[Pointing records]
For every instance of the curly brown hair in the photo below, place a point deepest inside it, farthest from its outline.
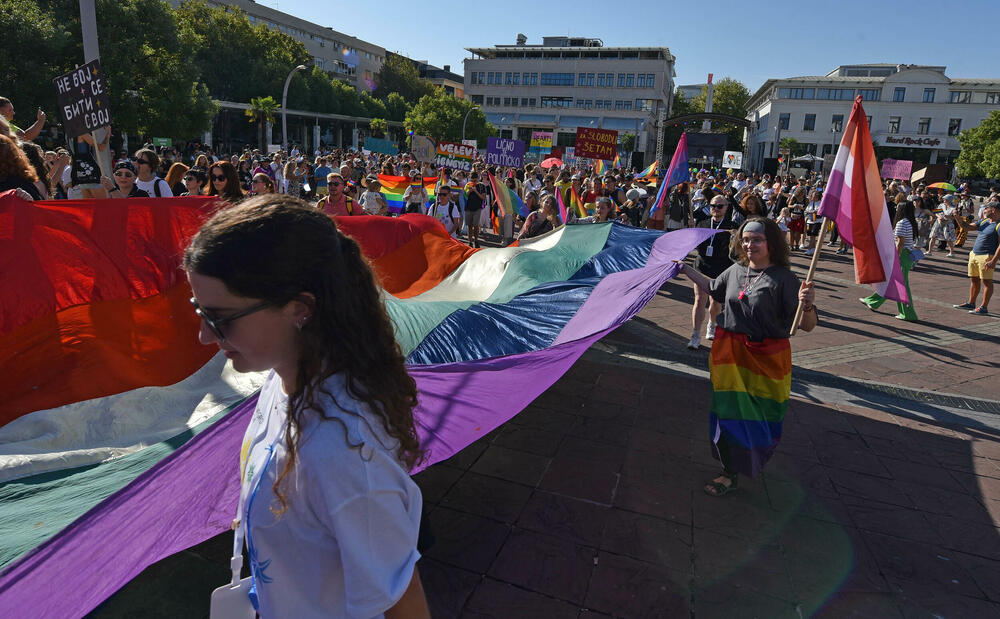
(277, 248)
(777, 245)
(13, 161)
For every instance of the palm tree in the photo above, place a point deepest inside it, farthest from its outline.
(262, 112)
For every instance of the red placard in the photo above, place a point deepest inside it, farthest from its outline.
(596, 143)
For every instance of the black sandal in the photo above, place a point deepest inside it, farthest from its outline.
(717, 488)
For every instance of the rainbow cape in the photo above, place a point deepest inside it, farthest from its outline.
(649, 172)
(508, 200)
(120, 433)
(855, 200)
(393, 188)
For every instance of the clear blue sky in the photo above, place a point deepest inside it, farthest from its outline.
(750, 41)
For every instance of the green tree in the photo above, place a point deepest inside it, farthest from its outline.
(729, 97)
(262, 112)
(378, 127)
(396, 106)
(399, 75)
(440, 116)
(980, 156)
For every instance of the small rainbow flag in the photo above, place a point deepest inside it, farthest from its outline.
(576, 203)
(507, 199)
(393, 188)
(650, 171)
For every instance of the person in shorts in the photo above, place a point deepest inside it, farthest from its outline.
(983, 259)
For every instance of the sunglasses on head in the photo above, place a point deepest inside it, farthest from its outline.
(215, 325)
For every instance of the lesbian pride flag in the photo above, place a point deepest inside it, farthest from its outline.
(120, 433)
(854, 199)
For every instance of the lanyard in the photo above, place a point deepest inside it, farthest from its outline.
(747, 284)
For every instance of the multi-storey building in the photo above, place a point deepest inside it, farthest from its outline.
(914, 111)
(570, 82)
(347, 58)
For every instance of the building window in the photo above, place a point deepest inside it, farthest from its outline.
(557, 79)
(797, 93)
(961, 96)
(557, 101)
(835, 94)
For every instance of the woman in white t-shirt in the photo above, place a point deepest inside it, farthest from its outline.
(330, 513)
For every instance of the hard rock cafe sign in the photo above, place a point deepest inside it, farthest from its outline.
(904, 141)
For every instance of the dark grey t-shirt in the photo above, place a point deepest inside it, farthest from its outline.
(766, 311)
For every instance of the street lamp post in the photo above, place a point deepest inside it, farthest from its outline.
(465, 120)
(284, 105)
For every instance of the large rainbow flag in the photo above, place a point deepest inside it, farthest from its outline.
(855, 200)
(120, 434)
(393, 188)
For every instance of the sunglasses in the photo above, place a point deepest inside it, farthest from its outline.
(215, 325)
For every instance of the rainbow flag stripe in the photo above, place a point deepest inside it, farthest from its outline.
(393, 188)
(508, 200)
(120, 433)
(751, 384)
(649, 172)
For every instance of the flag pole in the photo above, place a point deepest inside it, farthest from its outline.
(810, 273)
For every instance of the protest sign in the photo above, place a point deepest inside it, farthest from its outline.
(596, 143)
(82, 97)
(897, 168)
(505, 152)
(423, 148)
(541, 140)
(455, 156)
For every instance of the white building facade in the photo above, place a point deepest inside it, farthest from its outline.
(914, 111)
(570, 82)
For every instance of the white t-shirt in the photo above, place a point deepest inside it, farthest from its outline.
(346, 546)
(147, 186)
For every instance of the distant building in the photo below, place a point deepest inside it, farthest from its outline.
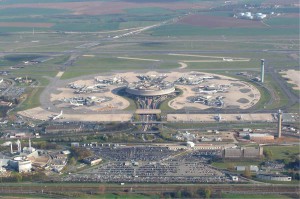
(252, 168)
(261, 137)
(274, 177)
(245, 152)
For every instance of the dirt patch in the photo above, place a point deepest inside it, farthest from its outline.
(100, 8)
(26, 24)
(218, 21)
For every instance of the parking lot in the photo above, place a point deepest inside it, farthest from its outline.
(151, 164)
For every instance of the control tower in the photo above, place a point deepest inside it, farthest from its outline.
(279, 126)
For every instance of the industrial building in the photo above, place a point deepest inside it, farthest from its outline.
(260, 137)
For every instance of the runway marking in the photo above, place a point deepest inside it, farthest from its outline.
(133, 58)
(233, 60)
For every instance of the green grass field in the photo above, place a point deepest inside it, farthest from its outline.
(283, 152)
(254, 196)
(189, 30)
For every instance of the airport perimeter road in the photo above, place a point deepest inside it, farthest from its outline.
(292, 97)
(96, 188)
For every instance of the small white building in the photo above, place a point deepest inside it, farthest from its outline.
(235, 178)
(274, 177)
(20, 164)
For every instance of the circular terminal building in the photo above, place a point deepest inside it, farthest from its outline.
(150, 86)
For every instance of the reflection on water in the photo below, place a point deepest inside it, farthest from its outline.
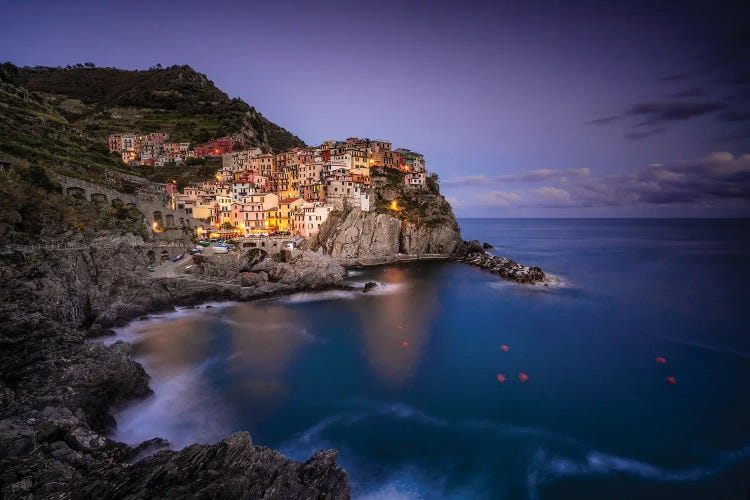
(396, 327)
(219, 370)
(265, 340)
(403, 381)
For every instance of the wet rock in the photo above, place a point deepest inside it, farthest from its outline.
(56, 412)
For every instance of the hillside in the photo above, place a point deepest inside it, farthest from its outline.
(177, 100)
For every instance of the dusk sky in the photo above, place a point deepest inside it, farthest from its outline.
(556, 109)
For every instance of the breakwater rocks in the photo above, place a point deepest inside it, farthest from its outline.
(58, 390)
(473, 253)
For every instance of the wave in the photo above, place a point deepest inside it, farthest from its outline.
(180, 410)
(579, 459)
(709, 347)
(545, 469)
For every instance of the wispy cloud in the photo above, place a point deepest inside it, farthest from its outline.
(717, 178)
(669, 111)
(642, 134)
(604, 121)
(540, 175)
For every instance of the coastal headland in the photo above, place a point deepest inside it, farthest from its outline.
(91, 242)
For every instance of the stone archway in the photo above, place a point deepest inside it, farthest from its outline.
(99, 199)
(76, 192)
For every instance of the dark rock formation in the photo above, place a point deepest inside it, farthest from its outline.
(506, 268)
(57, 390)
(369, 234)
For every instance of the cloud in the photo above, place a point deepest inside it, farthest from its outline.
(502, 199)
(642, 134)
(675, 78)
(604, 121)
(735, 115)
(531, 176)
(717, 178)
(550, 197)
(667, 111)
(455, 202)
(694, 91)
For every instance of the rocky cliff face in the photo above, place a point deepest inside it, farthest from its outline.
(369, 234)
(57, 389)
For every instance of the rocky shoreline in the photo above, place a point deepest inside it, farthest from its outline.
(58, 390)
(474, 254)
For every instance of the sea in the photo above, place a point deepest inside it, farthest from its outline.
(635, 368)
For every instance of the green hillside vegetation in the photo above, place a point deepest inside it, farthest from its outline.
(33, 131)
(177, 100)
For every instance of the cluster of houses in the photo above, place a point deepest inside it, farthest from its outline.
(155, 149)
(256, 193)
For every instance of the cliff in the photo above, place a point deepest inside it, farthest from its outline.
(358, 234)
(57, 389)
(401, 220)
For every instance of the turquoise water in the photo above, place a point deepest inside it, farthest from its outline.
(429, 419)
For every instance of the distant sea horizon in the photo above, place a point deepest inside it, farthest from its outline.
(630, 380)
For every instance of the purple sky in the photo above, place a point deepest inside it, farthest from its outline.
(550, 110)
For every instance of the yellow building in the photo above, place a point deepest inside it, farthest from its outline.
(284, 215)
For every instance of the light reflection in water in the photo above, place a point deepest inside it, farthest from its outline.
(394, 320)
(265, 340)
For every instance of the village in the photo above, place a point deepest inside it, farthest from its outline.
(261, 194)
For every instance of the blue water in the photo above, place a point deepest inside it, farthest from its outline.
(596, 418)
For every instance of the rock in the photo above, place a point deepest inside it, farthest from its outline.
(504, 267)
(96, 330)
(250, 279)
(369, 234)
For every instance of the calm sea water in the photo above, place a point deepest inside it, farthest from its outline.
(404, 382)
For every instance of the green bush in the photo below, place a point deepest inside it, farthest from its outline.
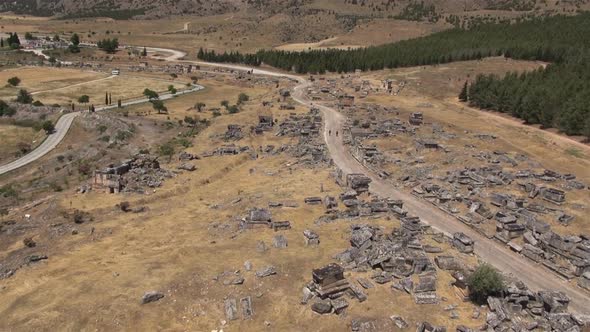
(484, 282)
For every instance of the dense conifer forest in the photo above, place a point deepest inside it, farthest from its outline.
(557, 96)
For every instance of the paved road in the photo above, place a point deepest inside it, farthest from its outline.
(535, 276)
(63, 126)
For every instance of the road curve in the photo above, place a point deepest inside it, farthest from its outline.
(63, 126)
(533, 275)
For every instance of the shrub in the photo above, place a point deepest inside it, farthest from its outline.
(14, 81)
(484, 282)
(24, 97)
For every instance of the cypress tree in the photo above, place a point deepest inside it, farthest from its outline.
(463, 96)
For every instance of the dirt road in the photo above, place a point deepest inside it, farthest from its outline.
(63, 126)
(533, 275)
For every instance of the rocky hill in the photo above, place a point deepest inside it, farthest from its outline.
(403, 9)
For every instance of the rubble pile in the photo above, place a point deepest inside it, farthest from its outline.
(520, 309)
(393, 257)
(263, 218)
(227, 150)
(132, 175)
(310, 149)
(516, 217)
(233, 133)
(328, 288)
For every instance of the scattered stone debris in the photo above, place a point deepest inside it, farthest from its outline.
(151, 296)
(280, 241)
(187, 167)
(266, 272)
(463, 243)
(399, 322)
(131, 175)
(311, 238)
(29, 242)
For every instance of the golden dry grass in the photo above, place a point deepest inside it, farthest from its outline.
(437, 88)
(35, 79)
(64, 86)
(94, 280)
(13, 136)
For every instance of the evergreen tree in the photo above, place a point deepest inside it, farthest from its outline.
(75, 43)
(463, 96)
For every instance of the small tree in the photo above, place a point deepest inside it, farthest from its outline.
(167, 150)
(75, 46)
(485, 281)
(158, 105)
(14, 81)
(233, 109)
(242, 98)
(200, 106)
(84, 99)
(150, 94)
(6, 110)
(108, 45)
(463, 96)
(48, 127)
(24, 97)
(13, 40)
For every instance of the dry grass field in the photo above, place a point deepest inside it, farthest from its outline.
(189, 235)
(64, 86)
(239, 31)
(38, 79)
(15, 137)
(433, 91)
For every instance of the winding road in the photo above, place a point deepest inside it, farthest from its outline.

:: EXERCISE PROMPT ::
Copy each line exactly, from the line containing "For every instance of the evergreen" down to the last line of the material, and no other lines.

:: FINAL ANSWER ::
For every instance of the evergreen tree in the photo above, place a point deepest inside it, farthest from its outline.
(75, 43)
(463, 96)
For every instance of the small tree in the photo above, place a point deepest inside it, farthest from its outline.
(167, 150)
(75, 46)
(485, 281)
(158, 105)
(14, 81)
(233, 109)
(242, 98)
(200, 106)
(84, 99)
(150, 94)
(6, 110)
(108, 45)
(463, 96)
(48, 127)
(24, 97)
(13, 40)
For every instance of the dry grass field in the photo above, place a point deepest inside it, farthest from its outline.
(189, 235)
(64, 86)
(239, 31)
(38, 79)
(15, 137)
(433, 91)
For every instance of the winding road in the photo above, place a point deepest inside it, farthest from its outline.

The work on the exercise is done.